Selected extract
────────────────────

What an odd thing to teach a child. If you've wronged someone, avoiding the behavior in future is something that'll help you, but does sweet fuck all for the person you just wronged. They still deserve an apology.

3 comments

I think people this approach is overcompensating for over-apologizing (or, similarly, over thanking, both in excess are off-putting). I have a child who just says "sorry" and doesn't actually care about changing the underlying behavior.

But yes, even if you try to make a healthy balance, there are still plenty of times when an apology are appropriate and will go a long way, for the giver and receiver, in my opinion anyway.

Sorry, I should have worded that as "stop apologizing so much, especially when you keep making the same mistake/error/disruption/etc."

I did not mean to come off as teaching my kid to never apologize.

"Sorry - this is my fault" is such an effective response, if followed up with "how do we make this right?" or "stop this from happening again?"
Not a weird thing to teach a child.

It’s 5-why’s style root cause analysis, which will build a person that causes less harm to others.

I am willing to believe that the same parent also teaches when and why it is sometimes right to apologize.

Thanks, this is where I was coming from. I suppose I could have made that more clear in my original comment. The idea behind my style of parenting is self-reflecting and our ability to analyze the impact of our choices before we make them.

But of course, apologizing when you have definitely wronged a person is important, too. I didn't mean to come off as teaching my kid to never apologize, just think before you act. But you get the idea.

Yea, plus, anyone with kids knows that a lot of them just treat "sorry" as some sort of magic spell that you casually invoke right after you mess up, and then continue on with your ways. I teach my kid to both apologize and then consider corrective action, too.

────────────────────

Exercise set
1. From the comment thread about teaching children to apologize, list each distinct phrase that a commenter puts inside double quotation marks, in the order they first appear.
2. Transcribe the part of the comment thread about teaching children to apologize starting with "Sorry, I should" and going on through "to never apologize.".
The rows that come after this text are separate material.

(Saved data entries)
────────────────────

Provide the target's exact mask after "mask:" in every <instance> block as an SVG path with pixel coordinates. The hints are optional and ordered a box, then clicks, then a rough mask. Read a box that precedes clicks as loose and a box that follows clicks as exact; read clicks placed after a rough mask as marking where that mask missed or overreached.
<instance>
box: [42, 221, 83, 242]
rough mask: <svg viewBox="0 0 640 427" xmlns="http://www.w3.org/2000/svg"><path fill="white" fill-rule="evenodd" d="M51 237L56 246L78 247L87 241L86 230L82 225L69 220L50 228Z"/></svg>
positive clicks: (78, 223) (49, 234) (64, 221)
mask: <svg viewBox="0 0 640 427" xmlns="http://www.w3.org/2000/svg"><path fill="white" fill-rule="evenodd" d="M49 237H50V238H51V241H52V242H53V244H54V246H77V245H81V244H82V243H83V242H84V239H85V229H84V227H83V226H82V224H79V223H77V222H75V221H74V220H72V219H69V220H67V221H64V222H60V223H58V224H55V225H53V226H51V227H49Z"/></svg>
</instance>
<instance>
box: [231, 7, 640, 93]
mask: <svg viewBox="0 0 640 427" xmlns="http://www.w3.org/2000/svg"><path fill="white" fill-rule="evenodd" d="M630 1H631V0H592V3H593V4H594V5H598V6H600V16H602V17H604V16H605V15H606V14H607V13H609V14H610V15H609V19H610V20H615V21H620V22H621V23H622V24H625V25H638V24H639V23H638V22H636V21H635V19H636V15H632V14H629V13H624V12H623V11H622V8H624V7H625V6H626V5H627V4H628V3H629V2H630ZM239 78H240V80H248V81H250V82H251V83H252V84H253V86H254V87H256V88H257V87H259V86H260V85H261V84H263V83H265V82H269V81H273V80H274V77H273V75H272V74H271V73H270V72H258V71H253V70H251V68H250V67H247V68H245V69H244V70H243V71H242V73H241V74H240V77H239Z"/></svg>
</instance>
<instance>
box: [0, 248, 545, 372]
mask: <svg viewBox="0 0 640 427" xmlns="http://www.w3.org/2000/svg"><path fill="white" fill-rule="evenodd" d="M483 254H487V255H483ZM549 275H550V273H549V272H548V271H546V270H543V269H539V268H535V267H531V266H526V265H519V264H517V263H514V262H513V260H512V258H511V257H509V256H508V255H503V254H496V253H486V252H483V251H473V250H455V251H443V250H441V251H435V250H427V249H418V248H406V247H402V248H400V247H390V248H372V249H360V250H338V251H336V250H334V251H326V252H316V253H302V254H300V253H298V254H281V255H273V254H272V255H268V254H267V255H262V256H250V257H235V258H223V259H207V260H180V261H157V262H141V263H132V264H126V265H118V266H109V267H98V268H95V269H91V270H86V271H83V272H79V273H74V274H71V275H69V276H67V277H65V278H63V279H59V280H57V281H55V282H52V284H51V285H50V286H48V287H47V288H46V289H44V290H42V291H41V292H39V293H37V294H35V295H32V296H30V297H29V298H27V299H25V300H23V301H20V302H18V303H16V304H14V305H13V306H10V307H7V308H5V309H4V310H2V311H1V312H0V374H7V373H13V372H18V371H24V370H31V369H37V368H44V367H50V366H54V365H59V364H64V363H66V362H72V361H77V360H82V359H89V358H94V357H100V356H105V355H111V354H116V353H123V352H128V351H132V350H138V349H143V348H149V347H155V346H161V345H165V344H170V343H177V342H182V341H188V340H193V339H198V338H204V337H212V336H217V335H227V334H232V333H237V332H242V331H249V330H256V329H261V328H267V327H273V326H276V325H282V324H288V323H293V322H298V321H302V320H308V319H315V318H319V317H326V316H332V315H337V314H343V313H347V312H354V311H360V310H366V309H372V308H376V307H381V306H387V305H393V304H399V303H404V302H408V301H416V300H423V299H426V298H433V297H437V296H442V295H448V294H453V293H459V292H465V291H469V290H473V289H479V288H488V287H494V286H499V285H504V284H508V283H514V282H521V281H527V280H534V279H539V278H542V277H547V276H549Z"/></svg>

────────────────────

Results for the exercise
1.
- "sorry"
- "stop apologizing so much, especially when you keep making the same mistake/error/disruption/etc."
- "Sorry - this is my fault"
- "how do we make this right?"
- "stop this from happening again?"

2.
Sorry, I should have worded that as "stop apologizing so much, especially when you keep making the same mistake/error/disruption/etc."

I did not mean to come off as teaching my kid to never apologize.